_Work item_
Which of the lines below hold "person"? Please return each one.

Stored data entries
● ● ● ●

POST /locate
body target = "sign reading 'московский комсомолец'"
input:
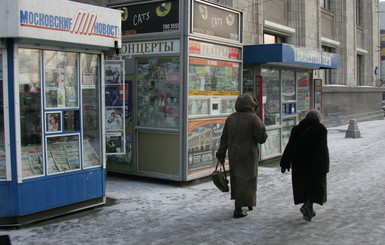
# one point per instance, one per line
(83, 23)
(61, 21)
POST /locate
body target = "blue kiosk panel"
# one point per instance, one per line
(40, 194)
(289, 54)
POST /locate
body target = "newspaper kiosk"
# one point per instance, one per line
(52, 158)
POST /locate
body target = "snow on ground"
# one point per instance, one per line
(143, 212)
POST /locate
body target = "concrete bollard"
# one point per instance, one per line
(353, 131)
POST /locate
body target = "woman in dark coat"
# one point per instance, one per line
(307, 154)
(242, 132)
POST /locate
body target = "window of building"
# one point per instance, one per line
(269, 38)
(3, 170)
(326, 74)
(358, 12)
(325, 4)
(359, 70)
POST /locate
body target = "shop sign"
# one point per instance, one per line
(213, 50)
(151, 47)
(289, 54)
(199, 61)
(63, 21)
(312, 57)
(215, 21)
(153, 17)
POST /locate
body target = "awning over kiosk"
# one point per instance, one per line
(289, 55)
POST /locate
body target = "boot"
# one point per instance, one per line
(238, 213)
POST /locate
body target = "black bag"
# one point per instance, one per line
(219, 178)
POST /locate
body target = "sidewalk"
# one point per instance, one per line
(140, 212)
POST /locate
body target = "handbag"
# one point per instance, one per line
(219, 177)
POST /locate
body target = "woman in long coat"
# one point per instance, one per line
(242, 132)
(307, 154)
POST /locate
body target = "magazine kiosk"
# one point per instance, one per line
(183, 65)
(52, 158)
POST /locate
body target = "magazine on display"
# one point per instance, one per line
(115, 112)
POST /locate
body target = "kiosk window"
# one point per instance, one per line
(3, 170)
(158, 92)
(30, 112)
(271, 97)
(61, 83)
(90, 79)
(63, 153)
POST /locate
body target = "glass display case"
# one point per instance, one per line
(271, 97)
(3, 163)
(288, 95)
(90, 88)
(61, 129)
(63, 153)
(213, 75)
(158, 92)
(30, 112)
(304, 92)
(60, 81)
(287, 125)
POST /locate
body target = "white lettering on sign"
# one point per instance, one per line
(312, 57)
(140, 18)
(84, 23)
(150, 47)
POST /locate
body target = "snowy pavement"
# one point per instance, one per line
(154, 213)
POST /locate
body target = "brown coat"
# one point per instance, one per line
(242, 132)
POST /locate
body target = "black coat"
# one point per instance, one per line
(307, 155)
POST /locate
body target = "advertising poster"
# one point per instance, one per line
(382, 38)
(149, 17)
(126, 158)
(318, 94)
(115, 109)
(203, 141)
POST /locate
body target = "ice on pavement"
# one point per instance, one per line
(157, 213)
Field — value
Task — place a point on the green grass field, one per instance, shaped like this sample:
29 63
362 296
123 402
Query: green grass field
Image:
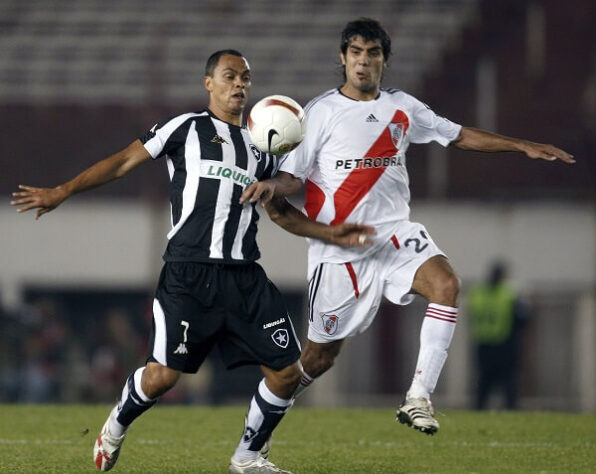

● ● ● ●

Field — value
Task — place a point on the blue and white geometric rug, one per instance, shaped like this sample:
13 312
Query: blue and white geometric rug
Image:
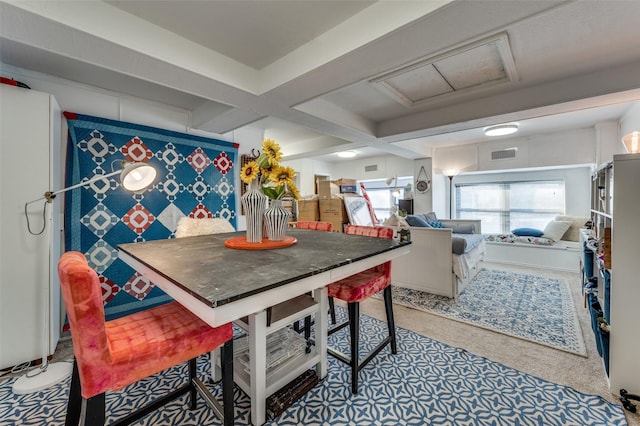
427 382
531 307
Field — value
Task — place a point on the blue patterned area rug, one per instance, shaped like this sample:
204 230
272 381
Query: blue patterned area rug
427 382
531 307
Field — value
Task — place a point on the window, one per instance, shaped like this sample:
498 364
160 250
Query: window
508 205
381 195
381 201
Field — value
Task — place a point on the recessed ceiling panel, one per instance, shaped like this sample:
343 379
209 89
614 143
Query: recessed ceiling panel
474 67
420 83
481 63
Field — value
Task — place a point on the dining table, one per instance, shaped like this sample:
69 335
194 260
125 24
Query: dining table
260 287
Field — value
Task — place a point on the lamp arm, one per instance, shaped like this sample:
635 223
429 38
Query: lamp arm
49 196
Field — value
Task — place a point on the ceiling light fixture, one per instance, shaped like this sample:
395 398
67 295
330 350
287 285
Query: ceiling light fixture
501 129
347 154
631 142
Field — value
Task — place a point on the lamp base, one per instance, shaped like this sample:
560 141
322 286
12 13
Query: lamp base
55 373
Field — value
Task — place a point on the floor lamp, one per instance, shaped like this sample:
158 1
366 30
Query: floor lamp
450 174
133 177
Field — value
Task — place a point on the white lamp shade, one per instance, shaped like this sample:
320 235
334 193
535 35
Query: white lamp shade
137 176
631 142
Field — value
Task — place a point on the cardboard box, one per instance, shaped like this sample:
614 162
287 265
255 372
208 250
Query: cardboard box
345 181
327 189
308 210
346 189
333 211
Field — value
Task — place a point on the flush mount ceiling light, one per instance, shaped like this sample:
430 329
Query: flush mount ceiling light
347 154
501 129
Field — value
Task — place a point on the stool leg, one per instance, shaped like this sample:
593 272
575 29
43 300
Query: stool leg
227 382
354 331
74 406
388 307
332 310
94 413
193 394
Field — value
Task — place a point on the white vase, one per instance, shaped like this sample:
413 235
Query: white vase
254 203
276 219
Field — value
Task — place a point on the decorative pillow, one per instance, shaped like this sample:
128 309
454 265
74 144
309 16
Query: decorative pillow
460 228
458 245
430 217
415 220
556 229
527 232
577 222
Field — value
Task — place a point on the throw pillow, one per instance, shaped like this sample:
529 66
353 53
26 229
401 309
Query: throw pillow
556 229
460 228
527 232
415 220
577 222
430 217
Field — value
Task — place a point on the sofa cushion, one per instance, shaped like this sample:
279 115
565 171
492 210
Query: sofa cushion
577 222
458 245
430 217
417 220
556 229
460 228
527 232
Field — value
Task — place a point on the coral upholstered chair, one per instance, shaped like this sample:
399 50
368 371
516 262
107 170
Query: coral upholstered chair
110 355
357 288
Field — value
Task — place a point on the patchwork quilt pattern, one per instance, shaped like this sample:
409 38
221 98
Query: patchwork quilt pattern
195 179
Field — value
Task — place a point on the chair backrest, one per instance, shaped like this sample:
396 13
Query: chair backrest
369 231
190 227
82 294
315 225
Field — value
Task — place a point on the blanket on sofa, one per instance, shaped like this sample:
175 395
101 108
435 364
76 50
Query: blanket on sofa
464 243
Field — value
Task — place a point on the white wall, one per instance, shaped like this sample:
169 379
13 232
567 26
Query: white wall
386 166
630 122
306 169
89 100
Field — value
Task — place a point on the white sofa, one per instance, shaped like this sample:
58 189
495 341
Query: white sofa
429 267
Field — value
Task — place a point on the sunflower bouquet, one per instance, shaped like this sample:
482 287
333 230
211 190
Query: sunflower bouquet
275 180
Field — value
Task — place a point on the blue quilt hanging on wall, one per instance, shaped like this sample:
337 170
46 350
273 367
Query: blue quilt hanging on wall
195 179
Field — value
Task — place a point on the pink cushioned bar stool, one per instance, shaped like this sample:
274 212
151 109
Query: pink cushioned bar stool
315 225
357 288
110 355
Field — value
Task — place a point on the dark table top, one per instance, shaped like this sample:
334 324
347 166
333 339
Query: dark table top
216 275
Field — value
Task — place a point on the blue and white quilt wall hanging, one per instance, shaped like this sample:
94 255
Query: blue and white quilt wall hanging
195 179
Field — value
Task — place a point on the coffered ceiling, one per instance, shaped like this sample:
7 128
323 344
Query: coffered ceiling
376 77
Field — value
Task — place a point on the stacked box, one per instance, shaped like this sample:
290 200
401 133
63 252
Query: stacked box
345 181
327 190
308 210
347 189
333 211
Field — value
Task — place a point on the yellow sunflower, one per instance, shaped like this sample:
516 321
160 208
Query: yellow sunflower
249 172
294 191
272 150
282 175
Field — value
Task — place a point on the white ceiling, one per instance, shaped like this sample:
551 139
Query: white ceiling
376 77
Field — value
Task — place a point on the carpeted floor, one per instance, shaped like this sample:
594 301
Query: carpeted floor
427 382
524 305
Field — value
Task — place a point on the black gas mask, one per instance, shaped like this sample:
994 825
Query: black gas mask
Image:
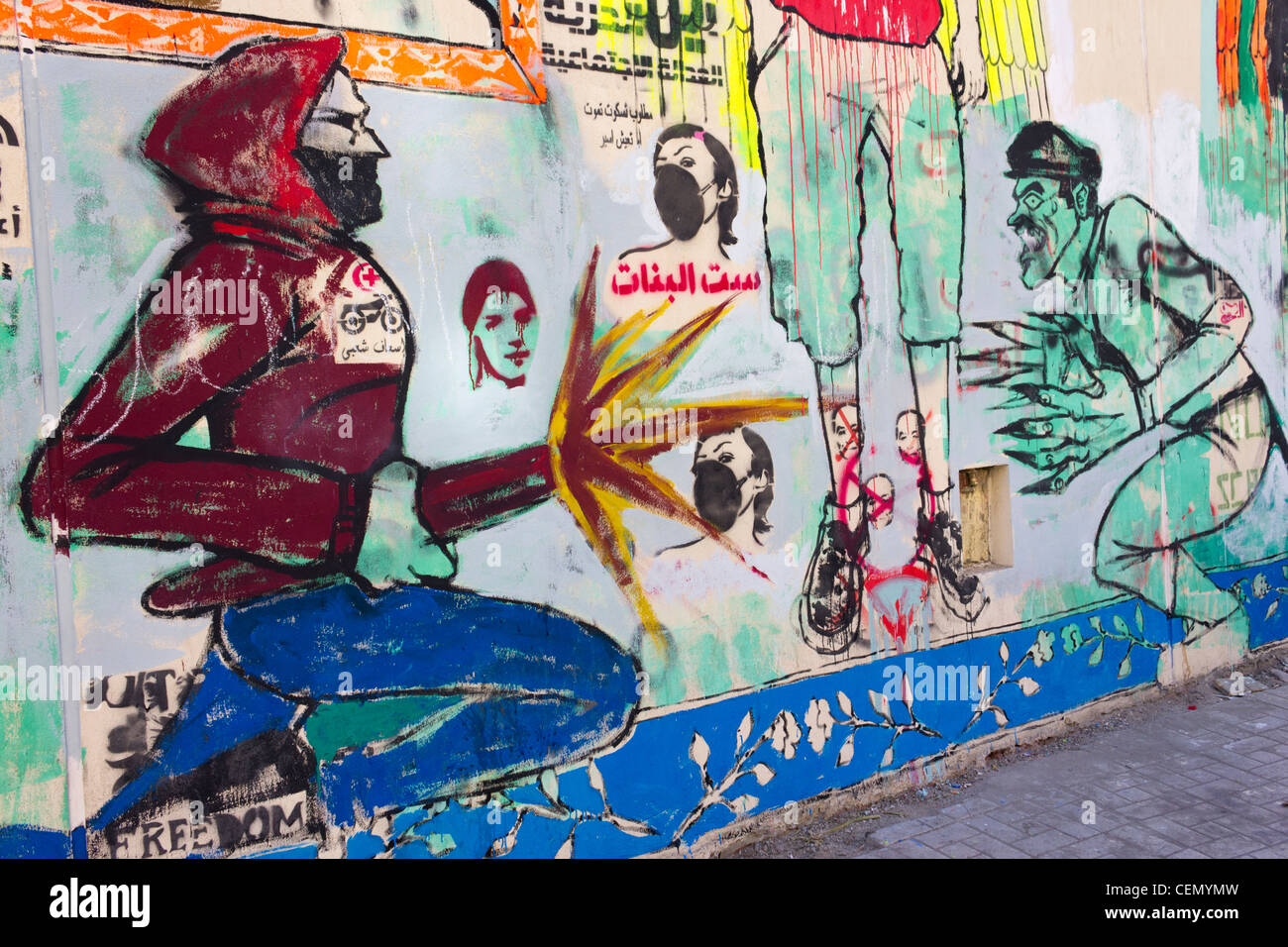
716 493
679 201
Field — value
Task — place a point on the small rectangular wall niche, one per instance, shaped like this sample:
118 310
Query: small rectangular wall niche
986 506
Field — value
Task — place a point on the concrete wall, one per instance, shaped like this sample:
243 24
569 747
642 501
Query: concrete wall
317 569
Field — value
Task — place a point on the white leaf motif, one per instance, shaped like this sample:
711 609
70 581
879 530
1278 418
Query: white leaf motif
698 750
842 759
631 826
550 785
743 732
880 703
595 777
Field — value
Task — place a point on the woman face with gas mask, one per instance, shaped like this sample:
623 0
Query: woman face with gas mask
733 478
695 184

● ● ● ●

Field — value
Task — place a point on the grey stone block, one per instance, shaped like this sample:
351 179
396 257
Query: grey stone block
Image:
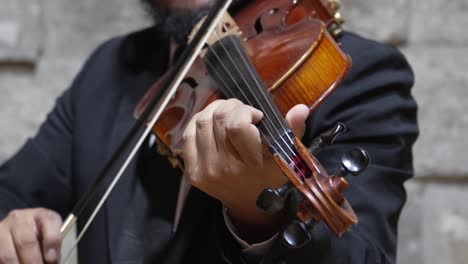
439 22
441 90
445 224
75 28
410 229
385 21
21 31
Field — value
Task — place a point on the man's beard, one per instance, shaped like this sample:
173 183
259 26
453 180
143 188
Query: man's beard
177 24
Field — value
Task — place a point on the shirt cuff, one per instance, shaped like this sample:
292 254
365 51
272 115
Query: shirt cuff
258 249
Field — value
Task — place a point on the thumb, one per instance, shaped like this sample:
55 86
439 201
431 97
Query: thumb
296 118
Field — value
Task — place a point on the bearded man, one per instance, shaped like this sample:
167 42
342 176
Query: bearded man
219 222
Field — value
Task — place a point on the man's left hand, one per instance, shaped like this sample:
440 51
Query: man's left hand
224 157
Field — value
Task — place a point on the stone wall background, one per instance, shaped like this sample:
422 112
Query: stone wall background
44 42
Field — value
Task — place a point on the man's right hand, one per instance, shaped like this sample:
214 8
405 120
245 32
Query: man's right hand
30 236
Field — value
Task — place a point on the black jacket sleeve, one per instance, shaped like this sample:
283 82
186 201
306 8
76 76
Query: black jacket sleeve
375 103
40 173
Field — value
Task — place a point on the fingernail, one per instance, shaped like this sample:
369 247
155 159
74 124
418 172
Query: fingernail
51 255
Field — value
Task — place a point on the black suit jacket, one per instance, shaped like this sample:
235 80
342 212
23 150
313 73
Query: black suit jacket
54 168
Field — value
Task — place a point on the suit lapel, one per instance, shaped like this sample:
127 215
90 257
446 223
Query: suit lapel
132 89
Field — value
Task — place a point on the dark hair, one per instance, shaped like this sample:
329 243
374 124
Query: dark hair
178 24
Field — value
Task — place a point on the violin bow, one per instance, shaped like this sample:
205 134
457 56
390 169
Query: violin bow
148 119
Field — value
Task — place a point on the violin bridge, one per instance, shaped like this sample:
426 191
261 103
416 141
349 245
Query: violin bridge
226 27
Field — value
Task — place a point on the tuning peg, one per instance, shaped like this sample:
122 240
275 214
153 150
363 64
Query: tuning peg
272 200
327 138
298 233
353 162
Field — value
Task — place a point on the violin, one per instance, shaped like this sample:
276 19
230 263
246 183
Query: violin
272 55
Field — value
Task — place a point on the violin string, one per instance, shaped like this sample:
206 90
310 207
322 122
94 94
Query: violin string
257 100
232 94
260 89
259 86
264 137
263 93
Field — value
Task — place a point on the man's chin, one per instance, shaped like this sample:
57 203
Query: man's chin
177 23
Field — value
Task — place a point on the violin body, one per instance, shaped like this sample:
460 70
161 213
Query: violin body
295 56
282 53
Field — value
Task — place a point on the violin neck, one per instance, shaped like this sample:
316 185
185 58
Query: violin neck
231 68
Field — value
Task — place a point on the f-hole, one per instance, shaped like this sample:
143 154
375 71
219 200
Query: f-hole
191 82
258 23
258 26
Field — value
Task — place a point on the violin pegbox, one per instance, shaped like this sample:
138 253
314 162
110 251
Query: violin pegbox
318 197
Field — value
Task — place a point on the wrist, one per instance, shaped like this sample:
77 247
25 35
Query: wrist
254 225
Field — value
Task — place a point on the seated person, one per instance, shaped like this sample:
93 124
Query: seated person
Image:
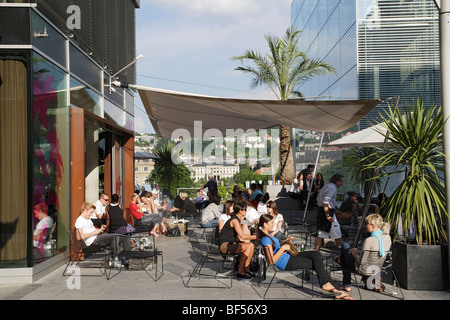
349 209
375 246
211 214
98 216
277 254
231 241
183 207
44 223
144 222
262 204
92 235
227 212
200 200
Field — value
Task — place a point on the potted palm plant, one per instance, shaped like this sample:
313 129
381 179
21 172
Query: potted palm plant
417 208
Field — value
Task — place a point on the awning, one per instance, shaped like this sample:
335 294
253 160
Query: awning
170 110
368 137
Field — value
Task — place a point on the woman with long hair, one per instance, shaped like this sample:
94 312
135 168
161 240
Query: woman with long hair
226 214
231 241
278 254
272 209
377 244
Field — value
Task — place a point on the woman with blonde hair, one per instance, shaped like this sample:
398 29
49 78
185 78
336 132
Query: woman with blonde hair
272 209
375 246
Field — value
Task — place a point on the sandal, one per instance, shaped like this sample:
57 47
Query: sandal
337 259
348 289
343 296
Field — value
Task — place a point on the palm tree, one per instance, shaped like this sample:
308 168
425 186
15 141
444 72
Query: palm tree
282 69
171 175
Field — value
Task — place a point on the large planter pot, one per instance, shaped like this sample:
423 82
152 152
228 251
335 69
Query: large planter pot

● ● ● ●

_Solution below_
Task — place a point on the seated person, one per instance, shaped like this sample:
Query: seated person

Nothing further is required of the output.